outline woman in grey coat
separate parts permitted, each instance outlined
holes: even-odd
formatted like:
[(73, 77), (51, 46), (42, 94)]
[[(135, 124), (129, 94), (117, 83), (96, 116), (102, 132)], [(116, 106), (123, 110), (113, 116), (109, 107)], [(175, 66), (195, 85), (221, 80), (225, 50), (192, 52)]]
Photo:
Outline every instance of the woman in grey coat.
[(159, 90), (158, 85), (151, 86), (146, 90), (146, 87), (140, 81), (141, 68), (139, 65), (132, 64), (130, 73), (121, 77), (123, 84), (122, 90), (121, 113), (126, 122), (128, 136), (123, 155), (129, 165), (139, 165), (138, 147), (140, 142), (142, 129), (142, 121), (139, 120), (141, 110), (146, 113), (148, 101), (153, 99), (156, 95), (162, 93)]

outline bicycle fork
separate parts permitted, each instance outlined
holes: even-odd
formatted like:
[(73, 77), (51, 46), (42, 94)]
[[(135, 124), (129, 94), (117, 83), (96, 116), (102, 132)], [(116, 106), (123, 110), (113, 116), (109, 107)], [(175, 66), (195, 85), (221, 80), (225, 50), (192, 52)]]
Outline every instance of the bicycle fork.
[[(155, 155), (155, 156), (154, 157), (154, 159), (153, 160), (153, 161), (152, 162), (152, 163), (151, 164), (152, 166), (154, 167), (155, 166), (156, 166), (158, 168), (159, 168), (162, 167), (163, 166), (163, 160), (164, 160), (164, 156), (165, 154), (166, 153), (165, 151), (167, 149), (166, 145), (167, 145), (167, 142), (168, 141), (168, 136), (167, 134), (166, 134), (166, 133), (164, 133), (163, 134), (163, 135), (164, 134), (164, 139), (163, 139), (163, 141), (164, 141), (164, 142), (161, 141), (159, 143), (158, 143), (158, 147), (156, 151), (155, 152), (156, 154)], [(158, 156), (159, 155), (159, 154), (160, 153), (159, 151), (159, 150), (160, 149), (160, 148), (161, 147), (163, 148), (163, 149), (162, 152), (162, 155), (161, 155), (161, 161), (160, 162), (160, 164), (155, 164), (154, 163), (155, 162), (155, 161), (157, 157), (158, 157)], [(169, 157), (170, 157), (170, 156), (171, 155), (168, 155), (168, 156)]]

───

Work required: Copy the part of the records from the line containing "outline bicycle fork" through the end of the records, requests included. Add 117 to every coordinate in the answers, but leave the requests and their format samples unchanged.

Solved exercise:
outline bicycle fork
separate parts permitted, each instance outlined
holes: even-odd
formatted like:
[(73, 77), (51, 46), (42, 94)]
[[(135, 124), (129, 94), (117, 83), (96, 116), (102, 132)], [(116, 106), (123, 110), (113, 116), (109, 107)], [(175, 66), (195, 85), (221, 80), (225, 50), (192, 52)]]
Outline every instance of the bicycle fork.
[[(272, 272), (272, 273), (271, 274), (271, 276), (270, 277), (270, 278), (269, 279), (269, 280), (268, 281), (269, 283), (271, 284), (272, 283), (273, 283), (275, 285), (276, 285), (279, 284), (280, 283), (280, 277), (281, 277), (281, 273), (282, 271), (283, 270), (282, 268), (284, 266), (283, 262), (284, 262), (284, 259), (285, 258), (285, 253), (284, 251), (283, 251), (283, 250), (281, 250), (280, 251), (280, 252), (281, 251), (281, 256), (280, 256), (280, 258), (281, 258), (281, 259), (278, 258), (276, 260), (275, 260), (275, 264), (273, 268), (272, 269), (273, 271)], [(275, 273), (276, 272), (276, 271), (277, 270), (276, 268), (276, 267), (277, 266), (277, 265), (278, 264), (280, 265), (280, 266), (279, 269), (279, 272), (278, 272), (278, 278), (277, 279), (277, 281), (272, 281), (271, 280), (272, 279), (272, 278), (274, 274), (275, 274)], [(286, 274), (287, 274), (287, 273), (288, 272), (285, 272), (285, 273)]]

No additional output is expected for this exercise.